DATASET EXCERPTS:

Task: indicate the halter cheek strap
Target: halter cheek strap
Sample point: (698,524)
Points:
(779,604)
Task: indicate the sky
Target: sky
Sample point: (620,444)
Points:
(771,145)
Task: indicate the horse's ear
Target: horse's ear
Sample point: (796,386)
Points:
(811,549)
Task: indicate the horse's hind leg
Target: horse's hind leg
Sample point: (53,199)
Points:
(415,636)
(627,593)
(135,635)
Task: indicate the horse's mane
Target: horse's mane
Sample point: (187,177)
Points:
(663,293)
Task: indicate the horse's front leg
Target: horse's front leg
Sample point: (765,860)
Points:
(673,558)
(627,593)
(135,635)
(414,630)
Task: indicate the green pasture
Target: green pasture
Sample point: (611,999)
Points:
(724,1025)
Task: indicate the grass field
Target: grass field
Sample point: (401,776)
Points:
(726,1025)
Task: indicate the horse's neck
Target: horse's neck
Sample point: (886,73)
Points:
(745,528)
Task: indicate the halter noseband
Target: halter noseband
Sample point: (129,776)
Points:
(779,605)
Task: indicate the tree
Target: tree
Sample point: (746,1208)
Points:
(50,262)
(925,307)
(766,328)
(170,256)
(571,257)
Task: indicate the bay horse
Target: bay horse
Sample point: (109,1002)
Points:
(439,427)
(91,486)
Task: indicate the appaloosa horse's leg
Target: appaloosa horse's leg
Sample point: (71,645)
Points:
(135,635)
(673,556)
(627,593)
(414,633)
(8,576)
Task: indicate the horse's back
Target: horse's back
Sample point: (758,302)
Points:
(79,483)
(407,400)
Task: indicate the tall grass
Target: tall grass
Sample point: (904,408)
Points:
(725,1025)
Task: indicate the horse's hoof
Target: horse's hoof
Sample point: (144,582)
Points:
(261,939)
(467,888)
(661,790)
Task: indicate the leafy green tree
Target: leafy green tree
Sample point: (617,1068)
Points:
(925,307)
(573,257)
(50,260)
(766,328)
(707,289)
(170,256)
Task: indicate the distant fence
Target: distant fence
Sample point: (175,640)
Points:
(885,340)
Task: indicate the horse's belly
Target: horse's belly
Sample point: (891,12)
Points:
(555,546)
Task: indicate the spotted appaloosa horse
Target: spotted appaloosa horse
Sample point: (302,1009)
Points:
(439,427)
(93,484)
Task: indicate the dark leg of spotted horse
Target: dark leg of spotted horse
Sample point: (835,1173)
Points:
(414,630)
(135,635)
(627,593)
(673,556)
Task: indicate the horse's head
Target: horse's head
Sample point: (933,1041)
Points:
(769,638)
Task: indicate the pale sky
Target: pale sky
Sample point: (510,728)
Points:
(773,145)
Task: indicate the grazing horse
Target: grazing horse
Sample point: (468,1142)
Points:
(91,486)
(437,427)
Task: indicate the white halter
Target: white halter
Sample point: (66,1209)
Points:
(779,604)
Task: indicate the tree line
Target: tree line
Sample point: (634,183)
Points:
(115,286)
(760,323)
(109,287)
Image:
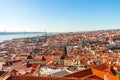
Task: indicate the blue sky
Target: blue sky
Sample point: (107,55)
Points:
(59,15)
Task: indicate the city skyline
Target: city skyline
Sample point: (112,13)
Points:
(59,15)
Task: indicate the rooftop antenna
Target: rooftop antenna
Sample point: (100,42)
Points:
(45,34)
(5,31)
(24,31)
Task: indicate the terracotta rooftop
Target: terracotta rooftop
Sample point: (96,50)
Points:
(39,78)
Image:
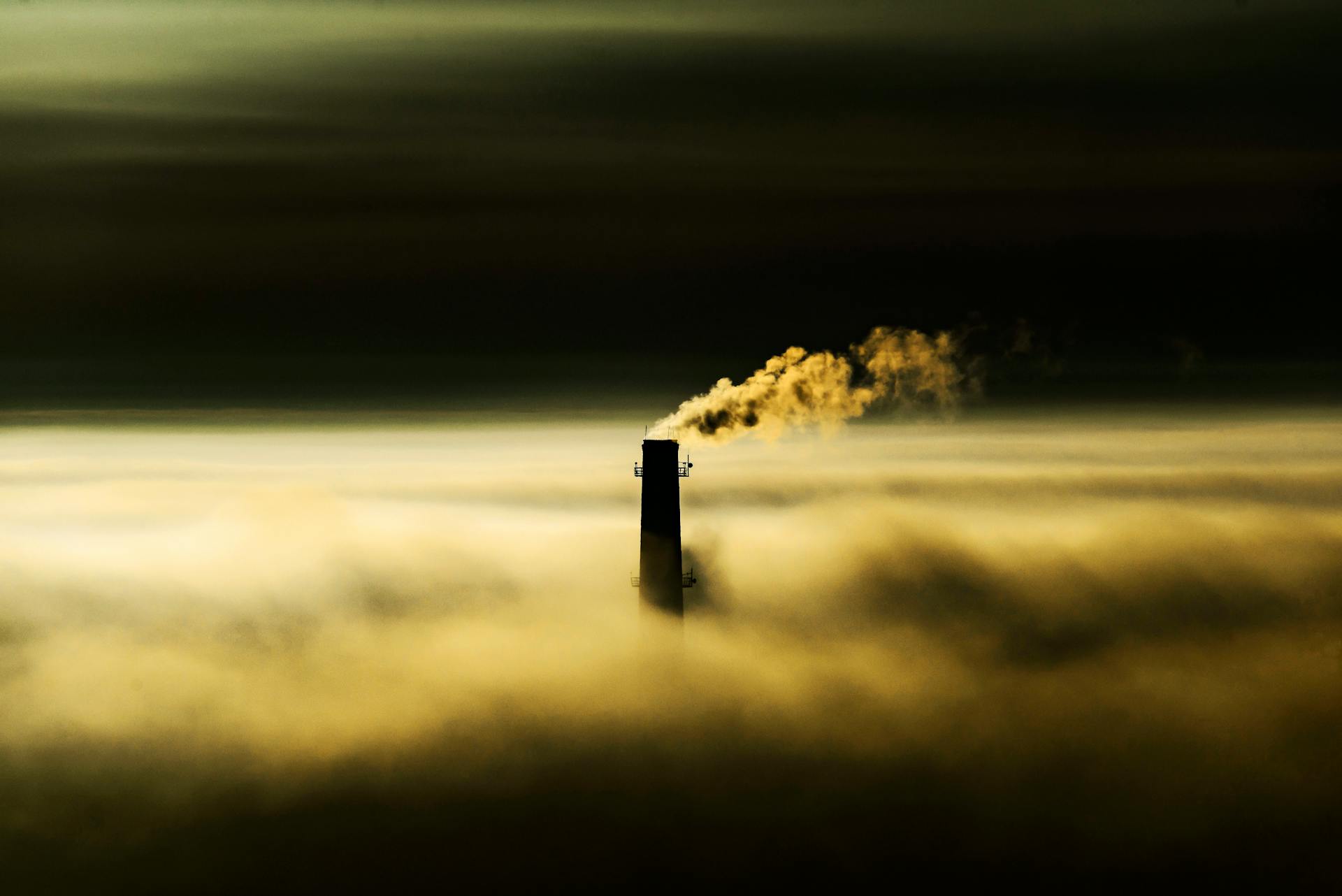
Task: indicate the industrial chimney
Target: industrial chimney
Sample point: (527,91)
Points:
(659,577)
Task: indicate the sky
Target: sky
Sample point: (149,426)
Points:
(1002,335)
(198,194)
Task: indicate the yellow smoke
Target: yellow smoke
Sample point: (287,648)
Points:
(799,388)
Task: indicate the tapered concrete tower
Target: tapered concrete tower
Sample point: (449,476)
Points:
(661,579)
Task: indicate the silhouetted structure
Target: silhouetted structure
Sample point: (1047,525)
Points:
(659,577)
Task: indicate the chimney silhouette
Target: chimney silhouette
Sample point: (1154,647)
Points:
(659,577)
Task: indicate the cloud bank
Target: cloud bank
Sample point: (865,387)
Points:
(316,656)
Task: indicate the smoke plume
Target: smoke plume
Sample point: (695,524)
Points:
(824,389)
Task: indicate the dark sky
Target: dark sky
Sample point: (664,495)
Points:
(238,195)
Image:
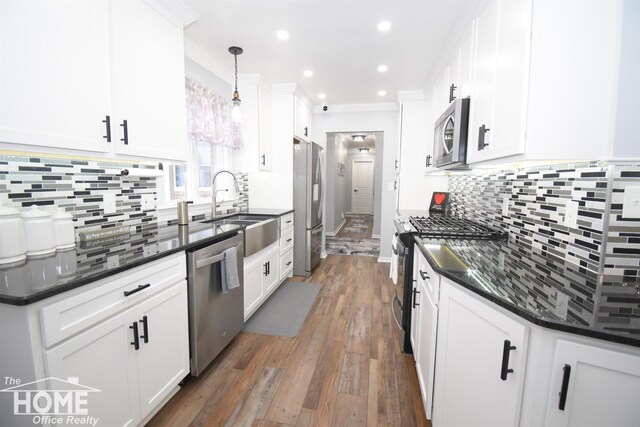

GOAL: Pick out every line in the items that contains the word "fence", and copy each one. Only matches with the same letter case count.

COMPLETE RESPONSE:
Task: indicate the distant fence
Target: distant fence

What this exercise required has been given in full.